◆ **Required work**
In the entries, starting at the line that contains "Could you please outline every instance of the orange juice?" and ending at the line that contains "M 174 84 L 179", change "orange juice" to "apple juice". Give back only those lines, with nothing else altered.

◆ **Available records**
□ □ □ □ □ □ □

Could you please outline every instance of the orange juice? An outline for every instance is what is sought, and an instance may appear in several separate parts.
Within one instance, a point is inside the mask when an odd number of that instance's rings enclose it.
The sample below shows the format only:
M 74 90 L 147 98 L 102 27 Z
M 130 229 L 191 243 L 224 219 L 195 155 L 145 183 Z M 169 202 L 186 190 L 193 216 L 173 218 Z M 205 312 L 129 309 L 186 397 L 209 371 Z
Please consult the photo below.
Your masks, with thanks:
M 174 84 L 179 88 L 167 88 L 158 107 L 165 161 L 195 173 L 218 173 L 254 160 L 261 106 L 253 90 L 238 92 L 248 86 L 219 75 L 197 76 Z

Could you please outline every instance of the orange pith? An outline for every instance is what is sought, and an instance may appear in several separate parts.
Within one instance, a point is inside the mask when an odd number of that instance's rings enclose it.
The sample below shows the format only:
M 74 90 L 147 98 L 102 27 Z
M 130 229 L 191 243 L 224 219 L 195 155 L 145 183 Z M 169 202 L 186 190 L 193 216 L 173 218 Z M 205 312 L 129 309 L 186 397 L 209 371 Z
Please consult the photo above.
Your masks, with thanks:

□ □ □ □ □ □ □

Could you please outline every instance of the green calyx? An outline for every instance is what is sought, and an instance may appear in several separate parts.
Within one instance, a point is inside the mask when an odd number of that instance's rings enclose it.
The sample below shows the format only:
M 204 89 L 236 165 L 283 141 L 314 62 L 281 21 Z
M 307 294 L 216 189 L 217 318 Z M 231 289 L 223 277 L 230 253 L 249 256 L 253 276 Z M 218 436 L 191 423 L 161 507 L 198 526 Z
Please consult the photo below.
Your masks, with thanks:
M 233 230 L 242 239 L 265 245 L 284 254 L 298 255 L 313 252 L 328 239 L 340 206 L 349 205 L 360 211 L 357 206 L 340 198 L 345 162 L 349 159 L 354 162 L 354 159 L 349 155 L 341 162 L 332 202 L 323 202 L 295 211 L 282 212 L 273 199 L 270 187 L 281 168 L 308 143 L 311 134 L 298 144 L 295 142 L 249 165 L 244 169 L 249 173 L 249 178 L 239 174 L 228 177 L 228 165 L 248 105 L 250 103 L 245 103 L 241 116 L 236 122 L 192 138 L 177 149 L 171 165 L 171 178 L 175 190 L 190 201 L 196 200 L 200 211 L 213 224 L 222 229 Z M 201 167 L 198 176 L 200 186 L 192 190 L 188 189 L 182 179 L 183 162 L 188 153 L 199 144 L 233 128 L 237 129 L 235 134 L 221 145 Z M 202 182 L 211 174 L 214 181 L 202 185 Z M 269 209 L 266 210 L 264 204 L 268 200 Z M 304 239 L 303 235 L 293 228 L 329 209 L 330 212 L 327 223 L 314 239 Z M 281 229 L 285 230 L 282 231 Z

□ □ □ □ □ □ □

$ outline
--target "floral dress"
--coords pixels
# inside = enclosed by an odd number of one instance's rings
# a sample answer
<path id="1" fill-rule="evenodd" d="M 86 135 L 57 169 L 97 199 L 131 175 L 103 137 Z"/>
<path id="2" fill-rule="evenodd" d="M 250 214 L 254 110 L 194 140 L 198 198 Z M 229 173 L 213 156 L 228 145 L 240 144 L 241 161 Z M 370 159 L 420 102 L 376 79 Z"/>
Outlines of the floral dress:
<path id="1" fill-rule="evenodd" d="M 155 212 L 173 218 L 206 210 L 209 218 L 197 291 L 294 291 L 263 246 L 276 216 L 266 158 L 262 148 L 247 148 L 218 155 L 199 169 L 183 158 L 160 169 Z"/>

□ □ □ □ □ □ □

◆ **Correct result**
Could you please outline every instance of the apple juice? An outline for every instance is what is sought, and an instance may appear in several separate parts.
Within one instance, a point is inside the mask when an odd number of that instance's rings enclose it.
The sample below shows the format only:
M 74 90 L 147 98 L 102 27 Z
M 130 229 L 191 243 L 224 219 L 195 155 L 145 183 Z M 169 202 L 186 190 L 193 216 L 173 218 Z M 205 312 L 129 309 L 186 397 L 209 371 Z
Please consult the photo below.
Your masks, with thanks:
M 174 84 L 179 88 L 167 88 L 158 107 L 165 161 L 195 173 L 218 173 L 254 160 L 261 106 L 253 90 L 238 92 L 248 86 L 219 75 L 197 76 Z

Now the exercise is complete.